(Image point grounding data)
Content starts

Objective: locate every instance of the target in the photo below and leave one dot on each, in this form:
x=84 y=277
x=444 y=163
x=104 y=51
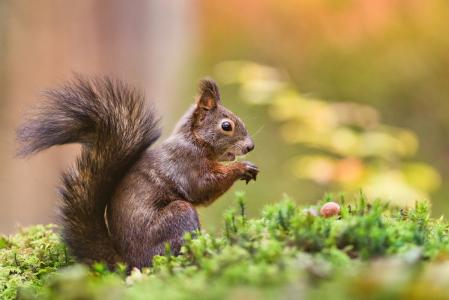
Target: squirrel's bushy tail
x=114 y=125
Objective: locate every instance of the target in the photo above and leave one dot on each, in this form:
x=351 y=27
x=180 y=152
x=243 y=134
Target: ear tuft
x=209 y=94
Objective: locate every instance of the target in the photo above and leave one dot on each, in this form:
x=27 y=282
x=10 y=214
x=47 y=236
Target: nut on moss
x=330 y=209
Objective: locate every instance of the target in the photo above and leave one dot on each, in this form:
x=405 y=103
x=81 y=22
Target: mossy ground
x=367 y=252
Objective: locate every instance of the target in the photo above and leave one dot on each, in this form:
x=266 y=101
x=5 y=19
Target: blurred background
x=339 y=94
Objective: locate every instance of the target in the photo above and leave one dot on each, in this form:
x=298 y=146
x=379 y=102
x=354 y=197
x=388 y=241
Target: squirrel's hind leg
x=172 y=223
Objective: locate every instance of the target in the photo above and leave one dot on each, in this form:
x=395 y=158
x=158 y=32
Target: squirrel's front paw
x=250 y=171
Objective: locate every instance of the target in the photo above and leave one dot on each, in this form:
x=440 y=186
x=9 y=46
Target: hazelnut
x=330 y=209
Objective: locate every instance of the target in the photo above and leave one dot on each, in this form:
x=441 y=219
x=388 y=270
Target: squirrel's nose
x=250 y=147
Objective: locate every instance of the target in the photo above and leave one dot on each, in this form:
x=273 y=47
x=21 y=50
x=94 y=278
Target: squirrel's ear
x=209 y=96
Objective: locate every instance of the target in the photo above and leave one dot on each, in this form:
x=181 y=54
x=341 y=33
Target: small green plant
x=367 y=250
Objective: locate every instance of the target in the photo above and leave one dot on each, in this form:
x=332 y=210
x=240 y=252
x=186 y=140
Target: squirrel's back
x=115 y=125
x=122 y=202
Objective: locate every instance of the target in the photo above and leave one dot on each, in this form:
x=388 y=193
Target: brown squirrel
x=123 y=201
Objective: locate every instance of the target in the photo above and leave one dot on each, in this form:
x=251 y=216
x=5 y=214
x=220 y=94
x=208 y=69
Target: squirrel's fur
x=123 y=201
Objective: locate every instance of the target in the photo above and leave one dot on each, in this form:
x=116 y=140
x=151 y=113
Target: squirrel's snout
x=249 y=148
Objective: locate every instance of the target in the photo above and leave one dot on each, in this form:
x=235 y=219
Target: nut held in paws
x=330 y=209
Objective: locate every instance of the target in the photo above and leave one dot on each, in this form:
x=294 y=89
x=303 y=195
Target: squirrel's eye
x=226 y=126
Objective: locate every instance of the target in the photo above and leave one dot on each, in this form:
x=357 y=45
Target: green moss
x=368 y=251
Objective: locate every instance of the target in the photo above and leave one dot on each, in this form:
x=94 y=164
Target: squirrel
x=123 y=200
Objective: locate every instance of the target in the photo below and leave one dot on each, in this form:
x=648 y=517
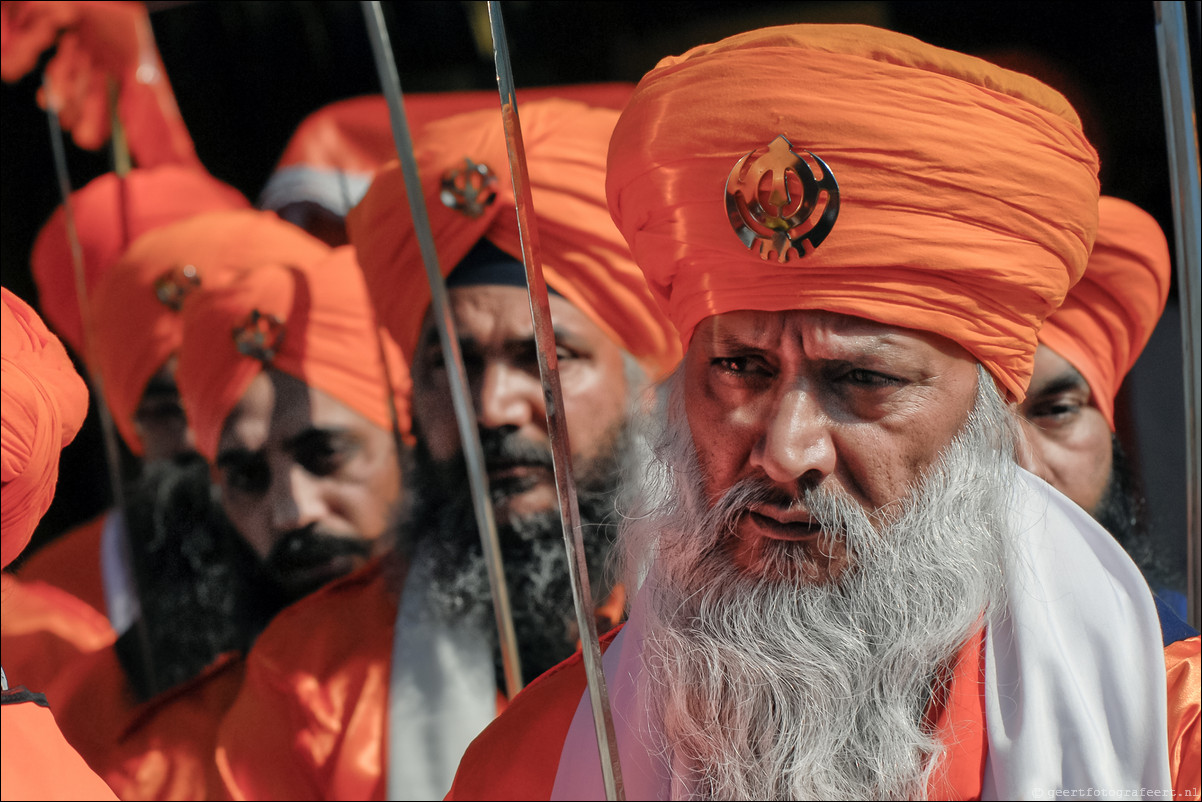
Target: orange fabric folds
x=45 y=402
x=1108 y=316
x=310 y=320
x=109 y=213
x=583 y=255
x=968 y=194
x=137 y=325
x=335 y=150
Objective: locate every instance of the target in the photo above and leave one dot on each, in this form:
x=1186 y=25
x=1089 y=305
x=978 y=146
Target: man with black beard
x=844 y=586
x=373 y=687
x=1086 y=350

Content ends

[Brief] Give the entries again, exactly and in full, with no image included.

[Response]
Objective: locate every instance of the target in the photo below and leave one dot on each, in this form:
x=84 y=277
x=444 y=163
x=104 y=51
Target: squirrel's bushy tail
x=114 y=125
Objective: locate every instance of the target in the photo above and leave one dot on each, in this form:
x=351 y=27
x=180 y=152
x=243 y=134
Target: ear tuft
x=209 y=94
Objective: locate every instance of the target in the photo above and leave one dot on each, in this form:
x=27 y=282
x=10 y=214
x=47 y=236
Target: nut on moss
x=330 y=209
Objective: locate every instance of the target in the photo above and leave one dot on each, in this form:
x=405 y=103
x=81 y=22
Target: mossy ground
x=367 y=252
Objective: locate every instance of the target in the photo above and leave one dot on each, in this form:
x=266 y=101
x=5 y=19
Target: blurred background
x=339 y=94
Objective: locate every instance of the target in the photo above and leave one dot on each, in this form:
x=298 y=146
x=379 y=102
x=354 y=197
x=388 y=241
Target: squirrel's hind leg
x=172 y=223
Objective: locate every instance of the target in the photo above and leave one dot on each, in this form:
x=395 y=158
x=158 y=32
Target: squirrel's front paw
x=250 y=171
Objective: locate every instance of the target in the photo above and leave one dot on each, in this form:
x=440 y=186
x=9 y=46
Target: hazelnut
x=330 y=209
Objective: locate every instance of the target in the photo above and leave one dot on each, in this form:
x=441 y=219
x=388 y=270
Target: squirrel's nose
x=250 y=147
Objective: locate every instance of the target in the photo above and leave one dot on each, in this form:
x=273 y=47
x=21 y=50
x=94 y=278
Target: squirrel's ear
x=209 y=96
Objective: locate every instance of the target in the photo above and leave one dot on each, in this form:
x=181 y=54
x=341 y=33
Target: small green plant
x=367 y=250
Objective: locate every instance of the target in the photo above and leave one dot on each, in this form:
x=332 y=210
x=240 y=252
x=186 y=140
Target: squirrel's back
x=115 y=125
x=122 y=202
Objective: locate every instance of the target in the photo above and leave one dot on each, in this form:
x=388 y=193
Target: brown squirrel
x=123 y=201
Objective: locate every instance of the target in the photo above and leave one dot on each, in this form:
x=251 y=216
x=5 y=214
x=220 y=94
x=208 y=69
Target: squirrel's fur
x=123 y=201
Objective: locate every instance of the target in the photo above and leave one dot on each, in this form:
x=116 y=140
x=151 y=113
Target: squirrel's snout
x=249 y=148
Objective: locate every instance of the target in the photo above and leave one dot on each, in this form:
x=235 y=219
Target: nut held in paws
x=330 y=209
Objective: locate every instance of the target in the photo above and leave one dot on each, in this form:
x=294 y=89
x=303 y=195
Target: squirrel's eye
x=226 y=126
Objective: locate every instance of the target in the photo above and leave one dot on each, in this form:
x=357 y=45
Target: green moss
x=368 y=251
Objective: locate every instance of the target in the photo above and leave one dot on each, in this form:
x=94 y=164
Target: squirrel
x=123 y=200
Objective: locate every instance of the target in the photo below and leave one dot on each, in this form:
x=648 y=517
Target: orange fabric folds
x=45 y=402
x=1108 y=316
x=310 y=320
x=109 y=213
x=583 y=255
x=968 y=194
x=137 y=325
x=335 y=150
Objective: locate every instance of the target in the photo above and leave one dot on each, in this form:
x=1186 y=25
x=1089 y=305
x=978 y=146
Target: man with black beard
x=844 y=586
x=373 y=687
x=1086 y=350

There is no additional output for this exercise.